__Problem details__. Copy out all the entries below, changing every "Kindly offer" to "Please give" and leaving everything else as it is.

Start of Extracted data

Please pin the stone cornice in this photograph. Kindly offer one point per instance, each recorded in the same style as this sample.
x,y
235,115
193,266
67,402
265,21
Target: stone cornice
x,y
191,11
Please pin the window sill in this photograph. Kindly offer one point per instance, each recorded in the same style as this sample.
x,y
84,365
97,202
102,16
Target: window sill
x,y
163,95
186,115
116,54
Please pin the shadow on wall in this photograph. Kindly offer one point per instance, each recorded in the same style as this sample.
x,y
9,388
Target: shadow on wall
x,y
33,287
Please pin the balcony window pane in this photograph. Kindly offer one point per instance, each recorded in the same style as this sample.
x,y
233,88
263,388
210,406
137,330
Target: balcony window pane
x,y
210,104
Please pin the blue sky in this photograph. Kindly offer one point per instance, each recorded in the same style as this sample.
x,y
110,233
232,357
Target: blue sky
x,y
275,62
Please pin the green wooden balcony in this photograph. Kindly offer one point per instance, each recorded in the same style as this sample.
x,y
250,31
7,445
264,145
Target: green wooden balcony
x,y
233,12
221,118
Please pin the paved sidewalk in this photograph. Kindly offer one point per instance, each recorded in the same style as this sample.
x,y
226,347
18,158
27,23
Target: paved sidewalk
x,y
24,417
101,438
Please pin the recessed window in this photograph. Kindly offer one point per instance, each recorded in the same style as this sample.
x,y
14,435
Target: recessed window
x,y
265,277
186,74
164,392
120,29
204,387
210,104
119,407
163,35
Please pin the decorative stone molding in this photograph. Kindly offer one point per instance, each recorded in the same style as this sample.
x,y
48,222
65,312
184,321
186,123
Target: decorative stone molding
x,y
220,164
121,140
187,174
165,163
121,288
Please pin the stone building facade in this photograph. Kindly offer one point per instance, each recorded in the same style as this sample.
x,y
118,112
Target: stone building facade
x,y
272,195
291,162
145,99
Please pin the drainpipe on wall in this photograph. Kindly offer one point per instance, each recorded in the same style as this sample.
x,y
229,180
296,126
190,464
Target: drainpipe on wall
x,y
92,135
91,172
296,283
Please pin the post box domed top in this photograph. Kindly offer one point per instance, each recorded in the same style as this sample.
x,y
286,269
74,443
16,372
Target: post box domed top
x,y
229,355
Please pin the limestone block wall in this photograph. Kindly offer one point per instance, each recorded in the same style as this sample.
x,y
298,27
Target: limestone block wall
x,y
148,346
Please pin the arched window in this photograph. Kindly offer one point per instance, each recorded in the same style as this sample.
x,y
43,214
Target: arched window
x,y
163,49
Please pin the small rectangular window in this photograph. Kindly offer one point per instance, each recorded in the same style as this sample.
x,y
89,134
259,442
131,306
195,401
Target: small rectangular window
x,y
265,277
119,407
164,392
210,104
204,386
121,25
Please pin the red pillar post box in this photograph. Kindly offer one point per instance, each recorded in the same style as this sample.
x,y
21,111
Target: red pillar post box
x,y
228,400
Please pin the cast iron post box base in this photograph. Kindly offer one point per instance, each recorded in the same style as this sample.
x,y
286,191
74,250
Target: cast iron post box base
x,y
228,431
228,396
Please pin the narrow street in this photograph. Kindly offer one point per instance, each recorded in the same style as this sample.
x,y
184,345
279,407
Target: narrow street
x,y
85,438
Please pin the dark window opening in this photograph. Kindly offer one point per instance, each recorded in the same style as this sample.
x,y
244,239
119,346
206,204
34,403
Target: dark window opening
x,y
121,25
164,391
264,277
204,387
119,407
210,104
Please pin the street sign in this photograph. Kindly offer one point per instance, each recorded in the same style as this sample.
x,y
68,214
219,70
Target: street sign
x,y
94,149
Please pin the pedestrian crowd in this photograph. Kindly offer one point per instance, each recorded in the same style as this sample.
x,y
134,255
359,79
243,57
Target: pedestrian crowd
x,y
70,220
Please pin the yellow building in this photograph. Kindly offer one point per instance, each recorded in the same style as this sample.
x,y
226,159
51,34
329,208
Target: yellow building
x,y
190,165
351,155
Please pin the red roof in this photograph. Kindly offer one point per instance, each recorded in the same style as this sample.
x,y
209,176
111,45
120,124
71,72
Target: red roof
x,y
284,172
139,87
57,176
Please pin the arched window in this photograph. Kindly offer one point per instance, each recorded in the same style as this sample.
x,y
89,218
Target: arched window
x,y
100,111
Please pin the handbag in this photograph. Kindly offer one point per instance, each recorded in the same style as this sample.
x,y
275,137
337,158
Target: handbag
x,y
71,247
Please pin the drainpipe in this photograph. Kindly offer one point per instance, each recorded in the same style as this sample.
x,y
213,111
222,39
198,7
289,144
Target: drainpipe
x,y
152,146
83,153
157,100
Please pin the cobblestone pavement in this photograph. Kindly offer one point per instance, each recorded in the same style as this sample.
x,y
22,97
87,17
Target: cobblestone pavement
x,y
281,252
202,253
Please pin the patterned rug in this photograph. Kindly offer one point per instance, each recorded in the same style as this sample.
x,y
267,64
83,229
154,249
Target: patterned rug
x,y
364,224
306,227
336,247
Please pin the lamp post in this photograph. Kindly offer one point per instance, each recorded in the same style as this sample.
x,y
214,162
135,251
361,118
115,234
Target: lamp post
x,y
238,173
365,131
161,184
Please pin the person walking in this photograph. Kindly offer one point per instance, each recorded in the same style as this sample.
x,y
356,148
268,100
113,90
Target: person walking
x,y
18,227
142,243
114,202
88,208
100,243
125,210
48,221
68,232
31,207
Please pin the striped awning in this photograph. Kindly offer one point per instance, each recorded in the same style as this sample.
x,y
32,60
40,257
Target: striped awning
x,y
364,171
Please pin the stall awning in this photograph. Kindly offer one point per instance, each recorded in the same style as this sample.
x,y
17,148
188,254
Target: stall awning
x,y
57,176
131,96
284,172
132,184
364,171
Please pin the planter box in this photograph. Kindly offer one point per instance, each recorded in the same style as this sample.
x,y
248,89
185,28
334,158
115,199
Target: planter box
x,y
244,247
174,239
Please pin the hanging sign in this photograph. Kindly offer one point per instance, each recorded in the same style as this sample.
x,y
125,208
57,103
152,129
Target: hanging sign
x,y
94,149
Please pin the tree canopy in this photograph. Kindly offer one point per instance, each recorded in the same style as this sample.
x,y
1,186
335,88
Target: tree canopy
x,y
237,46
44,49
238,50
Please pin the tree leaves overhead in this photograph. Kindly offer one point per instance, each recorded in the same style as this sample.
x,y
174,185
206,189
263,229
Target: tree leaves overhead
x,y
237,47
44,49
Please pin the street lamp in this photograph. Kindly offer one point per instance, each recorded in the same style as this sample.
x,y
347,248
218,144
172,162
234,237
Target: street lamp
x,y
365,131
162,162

End of Extracted data

__Result below__.
Please pin the stone cornice in this photograph. Please give one point per instance, each recorded in the same style as this sample.
x,y
235,115
193,266
67,402
265,21
Target: stone cornice
x,y
191,11
Please pin the window sill in this photograph. Please give one point per instance, each recorded in the same style as this sample.
x,y
84,365
97,202
102,16
Target: window sill
x,y
163,95
186,115
116,54
Please pin the shadow on wall in this photograph. Please give one point per instance, each recorded in the same style as this sample.
x,y
9,388
Target: shadow on wall
x,y
33,287
Please pin the balcony window pane in this photograph. Please give one point per instance, each recorded in the same style as this sample.
x,y
233,88
263,388
210,406
137,330
Target: balcony window pane
x,y
210,104
Please pin the blue sky in this photograph. Please give one point per instance, each recorded in the same style as this sample.
x,y
110,233
232,357
Target: blue sky
x,y
275,62
Please pin the green wooden balcony in this photograph. Please give one point per instance, each recorded in the same style as this sample.
x,y
250,31
7,445
264,145
Target: green wooden balcony
x,y
233,12
221,118
Please pin the paved sidewalk in this photograph. Please give one point per instance, each recorded in the same style as this sample.
x,y
226,347
18,158
27,23
Target: paved sidewalk
x,y
24,417
101,438
Please pin the recessed window in this photograph. Please give one point per instance, each recorded in the same style as this sample.
x,y
14,435
Target: recessed window
x,y
265,277
186,74
164,392
120,29
204,387
210,104
119,407
163,35
Please pin the decorative stone molding in this photograph. Please give one point per instance, each recorded in the same style as this sample.
x,y
48,222
65,312
184,321
186,123
Target: decorative stone molding
x,y
220,164
121,140
187,174
165,163
121,288
Please pin the stone building facade in this photograph. Please give one point per instance, each recorded in the same style as this sample.
x,y
118,112
Target: stone building facade
x,y
272,195
291,162
145,99
Please pin the drainpipe on wall in this photograph. Please give one point per instance, each recorded in the same style as this sample.
x,y
229,180
296,126
190,464
Target: drainpipe on wall
x,y
92,135
91,172
296,283
Please pin the post box domed top in this photograph. Please give one point per instance, each recorded in the same style as this sample.
x,y
286,269
74,443
16,372
Target: post box domed top
x,y
229,355
Please pin the limestone block wall in this photograph. Please give one point per instance, each recorded in the same style as this sample.
x,y
298,27
Target: limestone block wall
x,y
148,346
Please pin the arched window in this photograph. Please give one point per instance, each recorded in the same style as this sample.
x,y
43,214
Target: arched window
x,y
163,49
Please pin the small rectangular window in this photograph. Please give one point per instance, each recorded in the same style as this sample.
x,y
89,134
259,442
131,306
195,401
Target: small rectangular window
x,y
265,277
119,407
164,392
210,104
204,386
121,25
Please pin the red pillar post box in this photograph. Please give one point per instance, each recorded in the same style as this sample.
x,y
21,111
Target: red pillar post box
x,y
228,400
Please pin the cast iron post box base in this photograph. Please give one point per instance, each recorded in the same style as this sample.
x,y
286,191
74,250
Target: cast iron post box base
x,y
228,431
228,396
Please pin the narrow street in this photograph. Please give one point per instance, each recorded in the same style as this sample.
x,y
184,345
279,407
Target: narrow street
x,y
85,438
Please pin the dark window opening in this photograph. Please give one point per instance, each recorded in the same style as this sample.
x,y
244,239
119,346
206,204
34,403
Target: dark window opening
x,y
121,25
164,391
264,277
204,387
119,407
210,104
Please pin the street sign in this photograph. Please give one point per instance, each recorded in the same style as this sample.
x,y
68,214
219,70
Target: street sign
x,y
94,149
Please pin the pedestrian crowd in this photograph. Please give one point per instance, each recorded in the same style as this sample.
x,y
134,255
359,79
243,57
Target: pedestrian crowd
x,y
70,220
Please pin the yellow building in this photograph. Please give one point per instance, each recorded in the same style as this sample.
x,y
226,159
51,34
329,208
Target: yellow building
x,y
190,165
351,155
Please pin the red roof in this photograph. Please give one point per instance, each recorded in the same style as this sample.
x,y
209,176
111,45
120,124
71,72
Target: red roof
x,y
284,172
139,87
57,176
Please pin the arched window in this photograph. Please give one point per instance, each recorded in the same style as this sample.
x,y
89,218
Target: arched window
x,y
100,111
Please pin the handbag in this photograph. Please give one point per instance, each recorded in the same style as this sample.
x,y
275,137
337,158
Target: handbag
x,y
71,247
Please pin the drainpipe in this photograph. Please give one point per instance, each recorded in the same style as this sample.
x,y
213,111
222,39
198,7
289,144
Target: drainpipe
x,y
152,146
83,153
157,100
Please pin the cobblestone pavement in this photograph. Please give one point per instance, each recorded in the same style as this sample.
x,y
22,97
87,17
Target: cobblestone pavement
x,y
281,252
202,253
Please pin the patterned rug in this photograph. Please give one point per instance, each recorded in the same style as this sample.
x,y
267,64
83,229
154,249
Target: patterned rug
x,y
364,224
306,227
336,247
Please pin the lamp post in this photograph. Please give one point per instance, each recorded in the same style as this sample.
x,y
214,162
135,251
361,118
115,234
Target: lamp post
x,y
238,173
365,131
161,184
Please pin the person walking in this photograph. Please give one point per instance, each recorded in the same style as this sample.
x,y
356,148
268,100
113,90
Target: person walking
x,y
18,227
142,243
114,202
88,208
100,243
125,210
48,221
68,232
31,207
Please pin the striped awning in this photograph. Please give one point per instance, each recorded in the same style as this sample.
x,y
32,60
40,257
Target: striped awning
x,y
364,171
Please pin the stall awning in this photograph. Please give one point per instance, each recorded in the same style as this sample.
x,y
17,148
188,254
Target: stall awning
x,y
57,176
131,96
284,172
132,184
364,171
Please pin the planter box in this photograph. Please give one point per instance, each recorded in the same style as this sample.
x,y
248,89
185,28
334,158
115,199
Target: planter box
x,y
244,247
174,239
Please pin the hanging sign in this photograph. Please give one point per instance, each recorded in the same style as this sample.
x,y
125,208
57,103
152,129
Target: hanging sign
x,y
94,149
Please pin the tree canopy in this photograph. Please give one point per instance, each recorded in the same style as this sample.
x,y
1,186
335,88
Target: tree canopy
x,y
237,46
44,49
238,50
Please pin the tree leaves overhead in this photograph. Please give one point per instance, each recorded in the same style as this sample.
x,y
174,185
206,189
263,229
Target: tree leaves overhead
x,y
237,47
44,49
Please pin the street lamp in this photograph. Please give one point per instance, each recorded in the same style as this sample.
x,y
347,248
218,144
172,162
234,237
Target: street lamp
x,y
365,131
162,162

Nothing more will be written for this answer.